Source document ::
------------------------------

Therefore, if a digital currency can leverage existing IT infrastructure with a variety of applications and services, the costs of promoting digital currency would be significantly reduced and its use would be more convenient and flexible, facilitating the wide adoption of digital currency by the public. In addition, the incorporation of digital currency into existing applications would generate more diversified scenarios, which would contribute to a greater competitiveness of digital currency, providing better services.

Breaking ground

The most straightforward way to leverage the bank account system is to expand the scope of central bank's balance sheet. In fact, claims on a central bank of commercial banks and other financial institutions in the form of central bank deposits have already been digitized. However, should the central bank provide such services to broader counterparties? Should non-financial institutions such as households be allowed to open accounts at the central bank?

These questions have triggered a lot of discussions. The Bank of England, the European Central Bank (ECB) and the Sveriges Riksbank have already studied this topic. Ben Broadbent, deputy governor of the Bank of England, has pointed out the concerns of commercial banks who worry that it would result in a transfer of deposits from commercial banks to the central bank, thus causing the entire banking sector to shrink. In fact, this is also a common concern of the regulators. Zhou Xiaochuan, governor of the People's Bank of China (PBoC), made an incisive yet illuminating comment on this issue, stating:

"The technological route of digital currency can be either based on bank account system (account-based) or not based on bank account system (non-account-based), and the two approaches may co-exist and operate at different layers."

However, there are various interpretations on how to implement the design idea. I would like to share some of my thoughts on this.

Digital currency attributes

To offset the shock to the current banking system imposed by an independent digital currency system (and to protect the investment made by commercial banks on infrastructure), it is possible to incorporate digital currency wallet attributes into the existing commercial bank account system so that electronic currency and digital currency are managed under the same account. The management of digital currency and that of electronic currency have some similarities in areas such as account usage, identity authentication and money transfer, but there are also differences.

Digital currency should be managed in compliance with the standards on wallet design specified by the central bank. The wallet is similar to a safe box which is managed by the bank based on an agreement with the customer (eg it requires both keys from the customer and the bank to open the safe box). All the attributes of digital currency and cryptocurrency would be preserved to enable customized application in the future.One of the merits of the aforementioned approach is that it leverages the current 'central bank–commercial bank' system for currency issuance.

Digital currency, categorized into M0 (a measure of money supply in a central bank), is the liability of the currency-issuing bank (referred to as the issuing bank) and is not on the balance sheet of the bank providing the account (referred to as the account bank). The approach would not lead to the commercial banks being channelized or marginalized because customers and their accounts are still managed by the account bank. Unlike money transfer, digital currency does not completely rely on bank accounts and the ownership of digital currency can be verified directly by the issuing bank, so as to realize peer-to-peer cash transaction via

Digital Currency Wallet on user's end.

Two types of issuance

The issuing bank could be the central bank or banks authorized by the central bank (as in the Hong Kong dollar issuance model, for example). Determining which model to follow should be based on an actual situation. This article is only for the purpose of academic discussions. Below is an elaboration on the two models. In the first one, the central bank is the only  issuer of digital currency, and in the second one, banks are authorized by the

Central Bank to issue Digital Currency.

------------------------------

Short task :: Update the digital currency text from the words "The issuing bank could" through the words "issue Digital Currency.", putting "scholarly debate" in place of "academic discussions". The records aren't needed for anything here.

Dataset excerpts on pointing at objects:
------------------------------

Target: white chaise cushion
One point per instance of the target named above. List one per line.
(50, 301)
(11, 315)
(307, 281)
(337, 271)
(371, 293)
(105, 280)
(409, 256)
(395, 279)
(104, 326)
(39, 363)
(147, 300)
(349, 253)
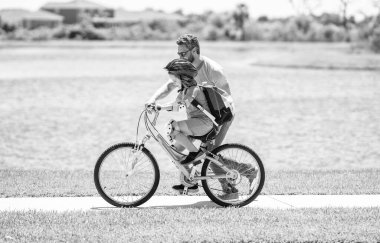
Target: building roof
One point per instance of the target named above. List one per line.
(13, 16)
(122, 15)
(75, 4)
(43, 15)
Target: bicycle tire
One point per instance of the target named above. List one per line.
(212, 192)
(102, 189)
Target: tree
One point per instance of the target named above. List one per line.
(240, 16)
(308, 7)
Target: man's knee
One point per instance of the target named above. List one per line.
(172, 130)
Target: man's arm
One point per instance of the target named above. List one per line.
(162, 92)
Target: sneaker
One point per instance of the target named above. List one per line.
(181, 187)
(250, 172)
(228, 188)
(229, 196)
(191, 157)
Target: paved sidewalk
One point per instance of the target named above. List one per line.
(62, 204)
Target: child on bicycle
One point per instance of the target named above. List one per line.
(182, 72)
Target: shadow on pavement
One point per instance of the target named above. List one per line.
(202, 204)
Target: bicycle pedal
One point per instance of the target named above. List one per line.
(185, 191)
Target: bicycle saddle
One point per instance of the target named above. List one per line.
(208, 136)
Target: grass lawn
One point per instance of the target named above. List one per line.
(311, 112)
(194, 225)
(35, 183)
(64, 104)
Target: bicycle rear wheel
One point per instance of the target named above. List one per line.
(126, 177)
(248, 169)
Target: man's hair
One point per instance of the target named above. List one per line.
(190, 41)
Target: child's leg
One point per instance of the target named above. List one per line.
(181, 132)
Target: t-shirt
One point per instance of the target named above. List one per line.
(192, 111)
(212, 73)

------------------------------

Completed task ::
The issuing bank could be the central bank or banks authorized by the central bank (as in the Hong Kong dollar issuance model, for example). Determining which model to follow should be based on an actual situation. This article is only for the purpose of scholarly debate. Below is an elaboration on the two models. In the first one, the central bank is the only  issuer of digital currency, and in the second one, banks are authorized by the

Central Bank to issue Digital Currency.